_The task_: After finding the line that contains "Exercise. For every instance of the blue" in the entries below, retype it and every following line precisely, the last included.

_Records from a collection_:
[Start of Attachment]

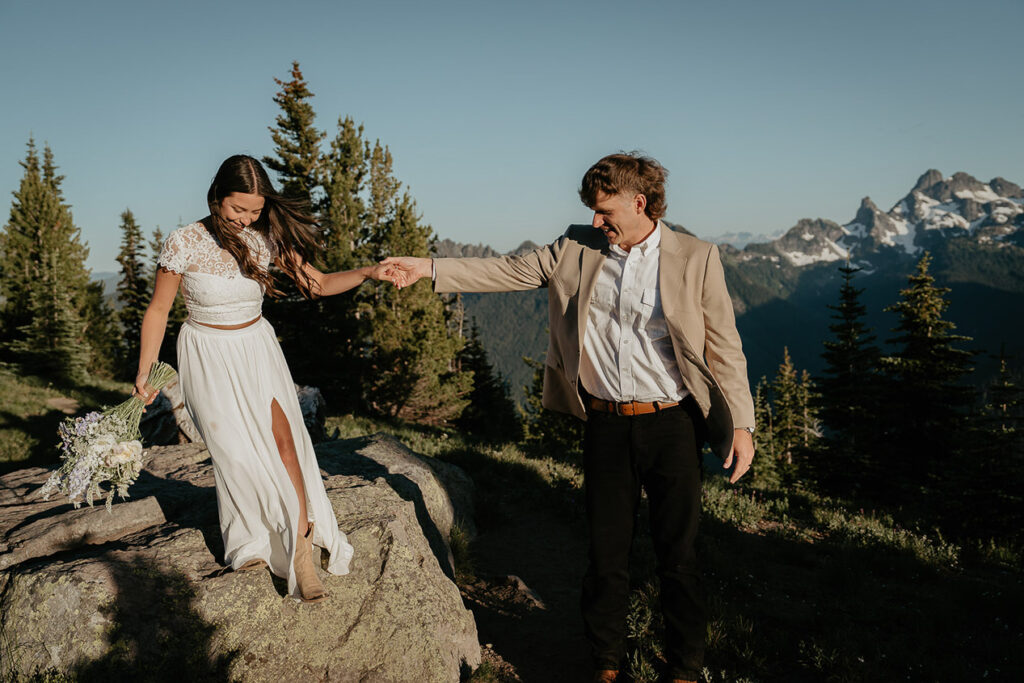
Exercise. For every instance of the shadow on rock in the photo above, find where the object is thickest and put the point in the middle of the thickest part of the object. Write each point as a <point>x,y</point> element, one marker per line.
<point>155,632</point>
<point>355,464</point>
<point>184,505</point>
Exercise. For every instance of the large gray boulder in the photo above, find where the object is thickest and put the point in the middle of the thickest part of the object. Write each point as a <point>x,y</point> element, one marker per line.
<point>141,595</point>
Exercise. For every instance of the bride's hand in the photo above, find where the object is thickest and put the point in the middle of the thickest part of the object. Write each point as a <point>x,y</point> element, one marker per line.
<point>143,390</point>
<point>388,273</point>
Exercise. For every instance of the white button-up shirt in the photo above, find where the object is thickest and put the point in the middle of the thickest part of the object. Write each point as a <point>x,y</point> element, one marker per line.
<point>627,351</point>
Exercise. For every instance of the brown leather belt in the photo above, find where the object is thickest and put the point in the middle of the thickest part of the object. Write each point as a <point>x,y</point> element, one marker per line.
<point>630,408</point>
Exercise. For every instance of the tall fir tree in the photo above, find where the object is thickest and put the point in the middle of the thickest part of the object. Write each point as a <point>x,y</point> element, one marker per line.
<point>341,209</point>
<point>411,369</point>
<point>491,412</point>
<point>175,315</point>
<point>989,483</point>
<point>296,139</point>
<point>102,331</point>
<point>849,387</point>
<point>928,403</point>
<point>133,292</point>
<point>45,282</point>
<point>786,410</point>
<point>766,467</point>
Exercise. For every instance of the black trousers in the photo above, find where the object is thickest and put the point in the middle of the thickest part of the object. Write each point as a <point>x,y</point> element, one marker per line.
<point>660,453</point>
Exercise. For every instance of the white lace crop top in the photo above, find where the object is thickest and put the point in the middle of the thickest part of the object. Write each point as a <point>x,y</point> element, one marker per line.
<point>215,290</point>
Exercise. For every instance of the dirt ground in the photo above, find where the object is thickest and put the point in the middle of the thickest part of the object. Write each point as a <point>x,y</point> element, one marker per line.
<point>535,630</point>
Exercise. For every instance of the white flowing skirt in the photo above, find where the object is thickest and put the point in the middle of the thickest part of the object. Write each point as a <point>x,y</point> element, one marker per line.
<point>229,379</point>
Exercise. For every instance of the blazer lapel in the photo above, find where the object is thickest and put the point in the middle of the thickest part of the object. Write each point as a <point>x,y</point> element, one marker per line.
<point>589,269</point>
<point>670,271</point>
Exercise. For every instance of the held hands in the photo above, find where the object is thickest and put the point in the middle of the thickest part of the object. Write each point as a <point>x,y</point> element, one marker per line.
<point>741,454</point>
<point>404,270</point>
<point>143,390</point>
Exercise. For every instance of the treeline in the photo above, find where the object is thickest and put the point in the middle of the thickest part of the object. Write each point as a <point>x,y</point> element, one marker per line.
<point>900,427</point>
<point>399,353</point>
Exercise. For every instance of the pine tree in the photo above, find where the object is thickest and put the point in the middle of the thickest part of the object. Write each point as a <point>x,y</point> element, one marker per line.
<point>341,209</point>
<point>101,330</point>
<point>491,412</point>
<point>296,139</point>
<point>989,483</point>
<point>850,397</point>
<point>45,282</point>
<point>175,316</point>
<point>766,470</point>
<point>786,409</point>
<point>928,403</point>
<point>51,342</point>
<point>133,292</point>
<point>411,356</point>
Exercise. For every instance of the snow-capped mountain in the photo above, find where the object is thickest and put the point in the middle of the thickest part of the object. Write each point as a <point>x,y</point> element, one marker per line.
<point>936,208</point>
<point>740,240</point>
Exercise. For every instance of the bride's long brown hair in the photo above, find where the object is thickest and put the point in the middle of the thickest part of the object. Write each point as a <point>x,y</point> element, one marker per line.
<point>286,222</point>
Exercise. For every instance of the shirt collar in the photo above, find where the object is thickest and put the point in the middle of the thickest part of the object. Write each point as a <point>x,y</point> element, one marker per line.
<point>648,246</point>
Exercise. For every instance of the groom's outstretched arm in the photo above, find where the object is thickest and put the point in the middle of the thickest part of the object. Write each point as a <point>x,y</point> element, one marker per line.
<point>500,273</point>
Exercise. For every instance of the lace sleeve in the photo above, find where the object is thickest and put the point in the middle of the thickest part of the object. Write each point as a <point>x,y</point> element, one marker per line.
<point>173,256</point>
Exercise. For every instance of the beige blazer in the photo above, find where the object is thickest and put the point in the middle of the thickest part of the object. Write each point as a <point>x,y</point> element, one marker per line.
<point>696,304</point>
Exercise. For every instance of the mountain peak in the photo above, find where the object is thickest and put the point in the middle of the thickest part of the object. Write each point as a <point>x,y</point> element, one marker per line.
<point>1004,187</point>
<point>929,178</point>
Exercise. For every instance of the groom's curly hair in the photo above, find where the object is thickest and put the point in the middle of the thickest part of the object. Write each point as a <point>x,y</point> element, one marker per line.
<point>627,172</point>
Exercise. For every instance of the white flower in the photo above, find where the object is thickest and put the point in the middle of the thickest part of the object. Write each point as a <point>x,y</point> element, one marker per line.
<point>124,453</point>
<point>100,444</point>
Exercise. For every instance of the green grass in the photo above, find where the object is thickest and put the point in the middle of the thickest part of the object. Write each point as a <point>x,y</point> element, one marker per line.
<point>29,426</point>
<point>801,587</point>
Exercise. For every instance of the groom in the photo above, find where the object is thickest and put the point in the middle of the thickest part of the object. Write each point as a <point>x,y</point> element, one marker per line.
<point>643,346</point>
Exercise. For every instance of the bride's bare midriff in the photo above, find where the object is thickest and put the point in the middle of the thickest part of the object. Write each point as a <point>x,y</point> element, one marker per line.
<point>230,327</point>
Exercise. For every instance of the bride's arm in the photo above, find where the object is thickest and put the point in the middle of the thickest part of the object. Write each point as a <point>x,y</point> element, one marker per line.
<point>329,284</point>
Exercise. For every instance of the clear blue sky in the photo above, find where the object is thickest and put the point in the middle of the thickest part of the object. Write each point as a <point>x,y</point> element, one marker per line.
<point>763,112</point>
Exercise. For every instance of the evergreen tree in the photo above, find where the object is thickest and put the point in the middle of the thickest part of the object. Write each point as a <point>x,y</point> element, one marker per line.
<point>133,292</point>
<point>175,316</point>
<point>51,343</point>
<point>787,409</point>
<point>989,483</point>
<point>341,209</point>
<point>850,397</point>
<point>766,470</point>
<point>558,434</point>
<point>491,412</point>
<point>296,139</point>
<point>928,404</point>
<point>411,371</point>
<point>45,282</point>
<point>101,330</point>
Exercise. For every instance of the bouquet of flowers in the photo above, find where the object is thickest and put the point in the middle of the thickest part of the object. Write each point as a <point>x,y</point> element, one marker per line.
<point>101,447</point>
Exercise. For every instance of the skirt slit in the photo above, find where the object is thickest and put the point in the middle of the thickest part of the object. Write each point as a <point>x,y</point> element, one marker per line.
<point>229,379</point>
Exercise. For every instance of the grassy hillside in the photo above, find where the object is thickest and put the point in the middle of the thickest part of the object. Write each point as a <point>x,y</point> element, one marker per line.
<point>802,587</point>
<point>31,409</point>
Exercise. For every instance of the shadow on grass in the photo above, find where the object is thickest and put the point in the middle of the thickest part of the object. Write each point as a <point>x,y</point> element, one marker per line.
<point>38,430</point>
<point>156,632</point>
<point>843,607</point>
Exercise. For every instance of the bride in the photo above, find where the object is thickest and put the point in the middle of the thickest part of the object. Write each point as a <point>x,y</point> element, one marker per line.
<point>237,386</point>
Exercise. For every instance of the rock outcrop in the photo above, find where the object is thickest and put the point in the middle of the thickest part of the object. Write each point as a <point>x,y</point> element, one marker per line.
<point>140,594</point>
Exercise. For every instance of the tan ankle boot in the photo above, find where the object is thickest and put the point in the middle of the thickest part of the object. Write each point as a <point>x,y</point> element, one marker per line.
<point>310,587</point>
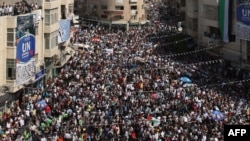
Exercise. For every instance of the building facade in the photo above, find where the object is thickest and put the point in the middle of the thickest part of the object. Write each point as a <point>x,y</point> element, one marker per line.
<point>113,12</point>
<point>203,22</point>
<point>31,44</point>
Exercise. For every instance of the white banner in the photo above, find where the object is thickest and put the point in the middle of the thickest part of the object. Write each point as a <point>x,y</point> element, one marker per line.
<point>25,71</point>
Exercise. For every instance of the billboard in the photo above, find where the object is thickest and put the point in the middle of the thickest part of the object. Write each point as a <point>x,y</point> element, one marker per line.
<point>243,19</point>
<point>25,48</point>
<point>64,30</point>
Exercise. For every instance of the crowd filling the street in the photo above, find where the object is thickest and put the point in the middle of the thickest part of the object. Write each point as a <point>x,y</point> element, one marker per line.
<point>121,85</point>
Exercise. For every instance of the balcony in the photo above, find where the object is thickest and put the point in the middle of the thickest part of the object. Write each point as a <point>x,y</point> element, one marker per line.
<point>117,12</point>
<point>51,28</point>
<point>51,4</point>
<point>208,22</point>
<point>51,52</point>
<point>66,2</point>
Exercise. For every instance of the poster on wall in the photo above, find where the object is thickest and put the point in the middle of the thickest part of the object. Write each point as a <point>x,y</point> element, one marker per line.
<point>25,49</point>
<point>64,30</point>
<point>243,19</point>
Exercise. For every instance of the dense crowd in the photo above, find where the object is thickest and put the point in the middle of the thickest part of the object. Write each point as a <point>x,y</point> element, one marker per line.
<point>120,87</point>
<point>18,8</point>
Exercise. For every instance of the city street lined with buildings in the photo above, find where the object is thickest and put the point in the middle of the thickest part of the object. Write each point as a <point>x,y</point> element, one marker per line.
<point>129,85</point>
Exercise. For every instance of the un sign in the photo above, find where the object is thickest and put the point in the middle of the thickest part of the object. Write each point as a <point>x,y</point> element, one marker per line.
<point>25,48</point>
<point>237,132</point>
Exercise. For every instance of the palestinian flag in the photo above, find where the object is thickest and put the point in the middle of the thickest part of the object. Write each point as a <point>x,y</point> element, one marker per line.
<point>224,20</point>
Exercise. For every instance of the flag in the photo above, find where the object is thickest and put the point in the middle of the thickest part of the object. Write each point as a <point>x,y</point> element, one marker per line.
<point>149,118</point>
<point>224,20</point>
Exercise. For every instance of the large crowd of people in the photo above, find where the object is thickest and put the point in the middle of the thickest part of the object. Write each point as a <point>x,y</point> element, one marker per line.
<point>22,7</point>
<point>119,87</point>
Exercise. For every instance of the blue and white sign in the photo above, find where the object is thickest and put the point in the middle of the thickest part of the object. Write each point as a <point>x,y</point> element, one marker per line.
<point>40,74</point>
<point>25,48</point>
<point>64,30</point>
<point>243,20</point>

[End of Attachment]

_Written answer_:
Exercise. For every instance of the blue and white sign in the photo above, find where the object is thickest and put the point in the middle of the thickest part of the object. Write each point as a <point>x,y</point> element, one marker per line.
<point>40,74</point>
<point>25,48</point>
<point>64,30</point>
<point>243,20</point>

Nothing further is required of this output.